### Page excerpt

By Hollie McKay, ,
Published April 13, 2016
British beauty Jane Seymour got her big break starring alongside Roger Moore as Bond girl "Solitaire" in "Live and Let Die" at the tender age of 20.
"My Bond character was meant to look like a virgin, I don't think they do that very often," Seymour told FOX411's Pop Tarts column on the occasion of the Bond franchise's upcoming 50th anniversary. "Usually they are looking for someone exotic, different, beautiful, someone that is a nemesis or a lover for (Bond). There is always a twist to it, there is always something exotic about a Bond girl."
Seymour was still very new to the entertainment industry when she scooped the coveted role in 1973, and says now it ultimately became the high point of her Hollywood career.
"Being in that film I was just 20 and starting out, so it was a huge deal. I had a career afterwards, but I have never done anything remotely like that since then. I had to go back to what I knew and what I do which is more practical stuff," she continued. "And this was the first Roger Moore Bond film, and it was big shoes to climb into after Sean Connery. I was watching Roger deal with that, but I was very new to acting so I realized I had a lot to learn."
Seymour says for those lucky few actresses chosen to be a Bond girl,the role brings with it the bonus of a sisterhood-type bond long after production wraps.
"It's interesting that whenever I meet some of the other Bond girls, I always have something in common, and it is an interesting sorority. We all share about our Bonds," she laughed. "'Did your Bond do that?' 'Yes mine did!' So it is quite funny conversations. We may as well be in high school."
The memories the graceful screen star has from making "Live and Let Die" are enough to make up a film of its own, from crazy stunts to seeing parts of the world that were more like a fantastical dream.
"The very first day I went on-set in New Orleans, just seeing the funeral procession, and going to the bayous and ... there were huge stunts happening, huge crocodiles jumping over wedding cakes, I don't even know where to begin," she recalled affectionately. "It was larger than anything you could imagine. In those days, the Bond films were the big action franchise. Now, there are quite a few action franchises... In my era, the (locations) were always exotic and took you into another world, the films were tongue-in-cheek. They were humorous and not just hard action."

######
### Supplied records

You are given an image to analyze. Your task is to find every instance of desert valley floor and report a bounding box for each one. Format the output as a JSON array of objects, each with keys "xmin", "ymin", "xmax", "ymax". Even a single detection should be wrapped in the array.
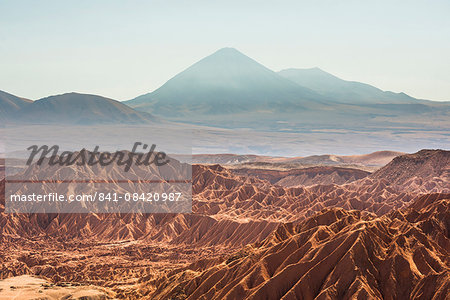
[{"xmin": 0, "ymin": 150, "xmax": 450, "ymax": 300}]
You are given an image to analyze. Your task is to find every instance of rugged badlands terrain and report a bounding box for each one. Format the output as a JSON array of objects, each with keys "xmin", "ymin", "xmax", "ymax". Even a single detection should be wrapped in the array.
[{"xmin": 0, "ymin": 150, "xmax": 450, "ymax": 299}]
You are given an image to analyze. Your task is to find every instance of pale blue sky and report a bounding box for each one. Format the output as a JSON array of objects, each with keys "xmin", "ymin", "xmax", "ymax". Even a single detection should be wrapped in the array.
[{"xmin": 0, "ymin": 0, "xmax": 450, "ymax": 100}]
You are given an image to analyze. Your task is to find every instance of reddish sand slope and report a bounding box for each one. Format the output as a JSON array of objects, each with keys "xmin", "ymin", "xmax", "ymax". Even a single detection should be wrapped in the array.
[
  {"xmin": 149, "ymin": 194, "xmax": 450, "ymax": 299},
  {"xmin": 233, "ymin": 167, "xmax": 370, "ymax": 187}
]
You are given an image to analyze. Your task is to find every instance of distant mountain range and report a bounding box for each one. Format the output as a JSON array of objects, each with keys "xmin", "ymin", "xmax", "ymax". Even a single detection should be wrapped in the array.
[
  {"xmin": 0, "ymin": 48, "xmax": 450, "ymax": 132},
  {"xmin": 125, "ymin": 48, "xmax": 327, "ymax": 118},
  {"xmin": 125, "ymin": 48, "xmax": 450, "ymax": 130},
  {"xmin": 0, "ymin": 92, "xmax": 155, "ymax": 125}
]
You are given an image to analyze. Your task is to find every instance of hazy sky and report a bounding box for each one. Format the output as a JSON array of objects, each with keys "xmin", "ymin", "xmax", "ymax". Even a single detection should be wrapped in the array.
[{"xmin": 0, "ymin": 0, "xmax": 450, "ymax": 100}]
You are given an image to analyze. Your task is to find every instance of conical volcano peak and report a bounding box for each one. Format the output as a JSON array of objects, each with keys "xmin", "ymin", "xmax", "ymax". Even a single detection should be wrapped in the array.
[
  {"xmin": 194, "ymin": 47, "xmax": 268, "ymax": 70},
  {"xmin": 211, "ymin": 47, "xmax": 246, "ymax": 56}
]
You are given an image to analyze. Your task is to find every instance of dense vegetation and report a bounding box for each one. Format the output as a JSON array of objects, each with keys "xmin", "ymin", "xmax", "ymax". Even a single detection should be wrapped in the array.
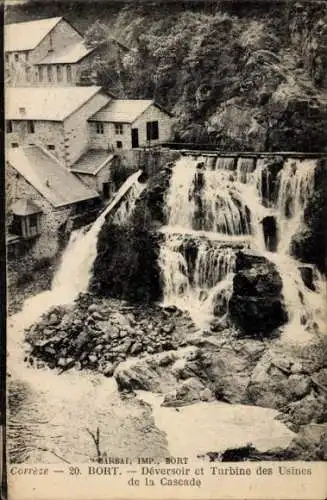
[{"xmin": 8, "ymin": 0, "xmax": 327, "ymax": 151}]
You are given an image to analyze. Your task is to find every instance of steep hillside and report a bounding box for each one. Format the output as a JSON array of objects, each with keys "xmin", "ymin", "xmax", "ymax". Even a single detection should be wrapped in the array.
[{"xmin": 8, "ymin": 1, "xmax": 327, "ymax": 151}]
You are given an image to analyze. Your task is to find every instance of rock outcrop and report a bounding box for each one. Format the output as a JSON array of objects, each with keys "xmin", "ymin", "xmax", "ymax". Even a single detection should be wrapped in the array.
[
  {"xmin": 229, "ymin": 251, "xmax": 287, "ymax": 336},
  {"xmin": 26, "ymin": 294, "xmax": 196, "ymax": 376}
]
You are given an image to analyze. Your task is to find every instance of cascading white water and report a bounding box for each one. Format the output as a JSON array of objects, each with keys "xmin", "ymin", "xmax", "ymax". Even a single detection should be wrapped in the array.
[
  {"xmin": 160, "ymin": 156, "xmax": 324, "ymax": 336},
  {"xmin": 159, "ymin": 234, "xmax": 235, "ymax": 326},
  {"xmin": 7, "ymin": 171, "xmax": 147, "ymax": 463},
  {"xmin": 7, "ymin": 171, "xmax": 143, "ymax": 369}
]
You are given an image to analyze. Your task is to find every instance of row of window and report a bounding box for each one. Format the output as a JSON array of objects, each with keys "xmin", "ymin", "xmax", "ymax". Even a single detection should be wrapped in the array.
[
  {"xmin": 5, "ymin": 52, "xmax": 29, "ymax": 62},
  {"xmin": 10, "ymin": 142, "xmax": 56, "ymax": 151},
  {"xmin": 95, "ymin": 122, "xmax": 124, "ymax": 135},
  {"xmin": 35, "ymin": 64, "xmax": 72, "ymax": 82},
  {"xmin": 95, "ymin": 121, "xmax": 159, "ymax": 141}
]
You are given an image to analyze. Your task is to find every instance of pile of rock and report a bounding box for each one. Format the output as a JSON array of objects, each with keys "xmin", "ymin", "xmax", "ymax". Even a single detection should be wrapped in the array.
[{"xmin": 26, "ymin": 297, "xmax": 195, "ymax": 376}]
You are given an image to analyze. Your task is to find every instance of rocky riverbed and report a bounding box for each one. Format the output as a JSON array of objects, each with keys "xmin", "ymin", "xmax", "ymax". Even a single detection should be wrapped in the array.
[{"xmin": 25, "ymin": 293, "xmax": 327, "ymax": 459}]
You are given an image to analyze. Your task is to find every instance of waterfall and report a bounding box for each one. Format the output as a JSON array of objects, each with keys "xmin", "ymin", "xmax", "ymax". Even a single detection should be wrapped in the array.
[
  {"xmin": 277, "ymin": 158, "xmax": 317, "ymax": 254},
  {"xmin": 7, "ymin": 171, "xmax": 143, "ymax": 365},
  {"xmin": 160, "ymin": 155, "xmax": 324, "ymax": 338}
]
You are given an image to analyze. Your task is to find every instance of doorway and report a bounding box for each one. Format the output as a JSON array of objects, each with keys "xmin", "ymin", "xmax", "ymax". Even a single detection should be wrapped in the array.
[{"xmin": 132, "ymin": 128, "xmax": 139, "ymax": 148}]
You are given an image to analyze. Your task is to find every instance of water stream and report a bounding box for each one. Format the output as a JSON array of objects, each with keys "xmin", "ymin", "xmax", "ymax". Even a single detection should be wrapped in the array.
[{"xmin": 160, "ymin": 155, "xmax": 325, "ymax": 341}]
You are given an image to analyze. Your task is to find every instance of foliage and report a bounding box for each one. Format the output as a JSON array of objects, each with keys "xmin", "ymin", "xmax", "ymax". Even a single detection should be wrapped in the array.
[{"xmin": 7, "ymin": 0, "xmax": 327, "ymax": 151}]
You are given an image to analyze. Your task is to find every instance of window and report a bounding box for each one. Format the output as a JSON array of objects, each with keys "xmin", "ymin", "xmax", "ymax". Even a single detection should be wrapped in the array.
[
  {"xmin": 66, "ymin": 64, "xmax": 72, "ymax": 82},
  {"xmin": 6, "ymin": 120, "xmax": 12, "ymax": 134},
  {"xmin": 146, "ymin": 121, "xmax": 159, "ymax": 141},
  {"xmin": 29, "ymin": 214, "xmax": 38, "ymax": 229},
  {"xmin": 115, "ymin": 123, "xmax": 124, "ymax": 135},
  {"xmin": 96, "ymin": 122, "xmax": 104, "ymax": 134},
  {"xmin": 39, "ymin": 66, "xmax": 44, "ymax": 82},
  {"xmin": 47, "ymin": 64, "xmax": 53, "ymax": 82},
  {"xmin": 27, "ymin": 120, "xmax": 35, "ymax": 134},
  {"xmin": 57, "ymin": 64, "xmax": 62, "ymax": 82},
  {"xmin": 49, "ymin": 33, "xmax": 53, "ymax": 52}
]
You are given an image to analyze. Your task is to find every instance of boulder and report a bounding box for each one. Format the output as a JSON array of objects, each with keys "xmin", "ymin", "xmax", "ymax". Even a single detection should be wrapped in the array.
[
  {"xmin": 288, "ymin": 374, "xmax": 311, "ymax": 399},
  {"xmin": 229, "ymin": 251, "xmax": 287, "ymax": 336},
  {"xmin": 162, "ymin": 377, "xmax": 204, "ymax": 406},
  {"xmin": 102, "ymin": 362, "xmax": 115, "ymax": 377},
  {"xmin": 130, "ymin": 342, "xmax": 143, "ymax": 356},
  {"xmin": 279, "ymin": 391, "xmax": 327, "ymax": 431}
]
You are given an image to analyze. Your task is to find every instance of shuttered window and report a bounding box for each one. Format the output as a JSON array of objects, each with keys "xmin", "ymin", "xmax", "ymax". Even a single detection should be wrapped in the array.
[{"xmin": 146, "ymin": 121, "xmax": 159, "ymax": 141}]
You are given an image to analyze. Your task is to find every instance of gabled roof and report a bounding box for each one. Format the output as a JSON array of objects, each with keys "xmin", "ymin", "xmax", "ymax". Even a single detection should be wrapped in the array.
[
  {"xmin": 4, "ymin": 17, "xmax": 62, "ymax": 52},
  {"xmin": 70, "ymin": 149, "xmax": 115, "ymax": 175},
  {"xmin": 10, "ymin": 198, "xmax": 42, "ymax": 216},
  {"xmin": 5, "ymin": 86, "xmax": 110, "ymax": 122},
  {"xmin": 6, "ymin": 146, "xmax": 99, "ymax": 208},
  {"xmin": 89, "ymin": 99, "xmax": 165, "ymax": 123},
  {"xmin": 37, "ymin": 41, "xmax": 94, "ymax": 64}
]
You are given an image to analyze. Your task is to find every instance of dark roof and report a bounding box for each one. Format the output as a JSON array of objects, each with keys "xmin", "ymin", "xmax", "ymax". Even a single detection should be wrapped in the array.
[
  {"xmin": 89, "ymin": 99, "xmax": 172, "ymax": 123},
  {"xmin": 71, "ymin": 149, "xmax": 115, "ymax": 175},
  {"xmin": 5, "ymin": 86, "xmax": 110, "ymax": 121},
  {"xmin": 10, "ymin": 198, "xmax": 42, "ymax": 216},
  {"xmin": 37, "ymin": 41, "xmax": 94, "ymax": 64},
  {"xmin": 7, "ymin": 146, "xmax": 99, "ymax": 208}
]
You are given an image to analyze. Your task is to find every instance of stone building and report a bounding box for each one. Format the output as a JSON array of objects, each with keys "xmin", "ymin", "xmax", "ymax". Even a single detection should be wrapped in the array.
[
  {"xmin": 4, "ymin": 17, "xmax": 94, "ymax": 86},
  {"xmin": 6, "ymin": 145, "xmax": 100, "ymax": 260},
  {"xmin": 4, "ymin": 17, "xmax": 129, "ymax": 87},
  {"xmin": 5, "ymin": 86, "xmax": 111, "ymax": 167},
  {"xmin": 88, "ymin": 99, "xmax": 173, "ymax": 151}
]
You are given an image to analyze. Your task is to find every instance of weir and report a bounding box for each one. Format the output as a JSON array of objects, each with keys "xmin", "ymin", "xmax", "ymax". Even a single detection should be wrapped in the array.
[
  {"xmin": 160, "ymin": 152, "xmax": 324, "ymax": 337},
  {"xmin": 7, "ymin": 150, "xmax": 321, "ymax": 463}
]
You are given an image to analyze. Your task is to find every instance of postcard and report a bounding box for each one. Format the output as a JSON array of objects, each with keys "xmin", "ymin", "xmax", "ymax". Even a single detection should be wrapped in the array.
[{"xmin": 4, "ymin": 0, "xmax": 327, "ymax": 500}]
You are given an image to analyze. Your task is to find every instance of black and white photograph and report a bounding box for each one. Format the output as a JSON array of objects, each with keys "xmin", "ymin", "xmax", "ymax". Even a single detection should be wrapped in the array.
[{"xmin": 4, "ymin": 0, "xmax": 327, "ymax": 500}]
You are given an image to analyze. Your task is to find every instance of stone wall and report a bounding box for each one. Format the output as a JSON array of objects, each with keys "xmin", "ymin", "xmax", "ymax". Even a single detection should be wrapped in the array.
[
  {"xmin": 6, "ymin": 120, "xmax": 65, "ymax": 163},
  {"xmin": 6, "ymin": 165, "xmax": 73, "ymax": 284},
  {"xmin": 132, "ymin": 105, "xmax": 173, "ymax": 146},
  {"xmin": 7, "ymin": 19, "xmax": 82, "ymax": 87}
]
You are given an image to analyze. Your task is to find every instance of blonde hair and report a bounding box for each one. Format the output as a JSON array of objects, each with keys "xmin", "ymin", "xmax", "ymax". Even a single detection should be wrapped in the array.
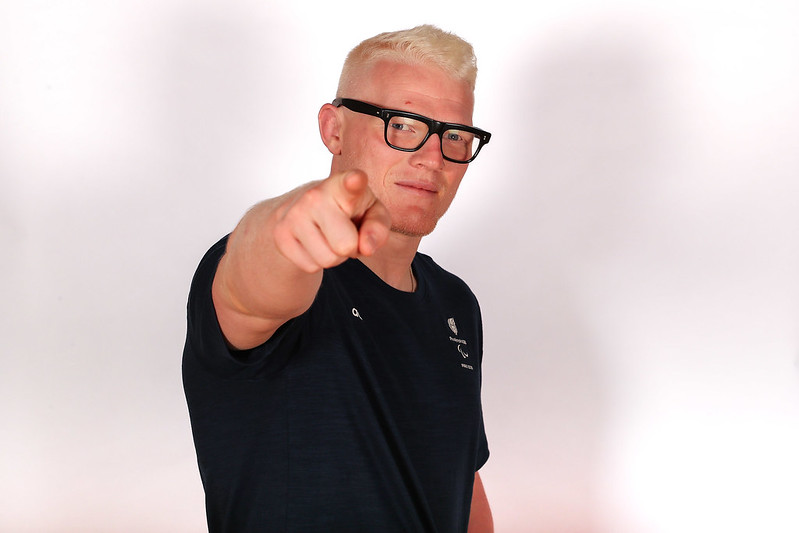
[{"xmin": 336, "ymin": 24, "xmax": 477, "ymax": 98}]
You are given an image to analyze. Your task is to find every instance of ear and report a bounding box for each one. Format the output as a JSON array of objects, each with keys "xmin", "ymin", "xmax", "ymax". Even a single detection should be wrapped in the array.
[{"xmin": 319, "ymin": 104, "xmax": 342, "ymax": 155}]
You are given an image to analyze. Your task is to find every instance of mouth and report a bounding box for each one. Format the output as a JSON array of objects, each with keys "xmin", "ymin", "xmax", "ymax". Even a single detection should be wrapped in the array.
[{"xmin": 395, "ymin": 180, "xmax": 439, "ymax": 194}]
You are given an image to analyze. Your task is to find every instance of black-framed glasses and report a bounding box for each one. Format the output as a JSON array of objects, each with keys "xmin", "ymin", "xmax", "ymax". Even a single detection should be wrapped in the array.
[{"xmin": 333, "ymin": 98, "xmax": 491, "ymax": 164}]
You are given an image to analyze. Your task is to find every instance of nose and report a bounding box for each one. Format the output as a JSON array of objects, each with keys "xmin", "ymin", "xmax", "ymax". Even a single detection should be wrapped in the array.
[{"xmin": 411, "ymin": 133, "xmax": 444, "ymax": 169}]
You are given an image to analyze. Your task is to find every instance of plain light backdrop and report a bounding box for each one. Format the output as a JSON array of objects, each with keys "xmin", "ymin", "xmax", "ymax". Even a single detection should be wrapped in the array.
[{"xmin": 0, "ymin": 0, "xmax": 799, "ymax": 533}]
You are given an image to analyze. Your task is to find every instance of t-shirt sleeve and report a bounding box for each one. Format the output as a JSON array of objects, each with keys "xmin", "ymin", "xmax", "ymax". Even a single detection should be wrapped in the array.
[{"xmin": 184, "ymin": 236, "xmax": 297, "ymax": 379}]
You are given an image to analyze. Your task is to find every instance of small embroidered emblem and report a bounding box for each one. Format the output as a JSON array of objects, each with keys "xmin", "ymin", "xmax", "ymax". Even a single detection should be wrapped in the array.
[{"xmin": 447, "ymin": 318, "xmax": 458, "ymax": 335}]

######

Assignment: Translate the following sentence from the article on Jane Seymour's Bond role into Spanish: "Seymour was still very new to the entertainment industry when she scooped the coveted role in 1973, and says now it ultimately became the high point of her Hollywood career."

Answer below: Seymour todavía era muy nueva en la industria del entretenimiento cuando consiguió el codiciado papel en 1973, y ahora dice que, en definitiva, este se convirtió en el punto culminante de su carrera en Hollywood.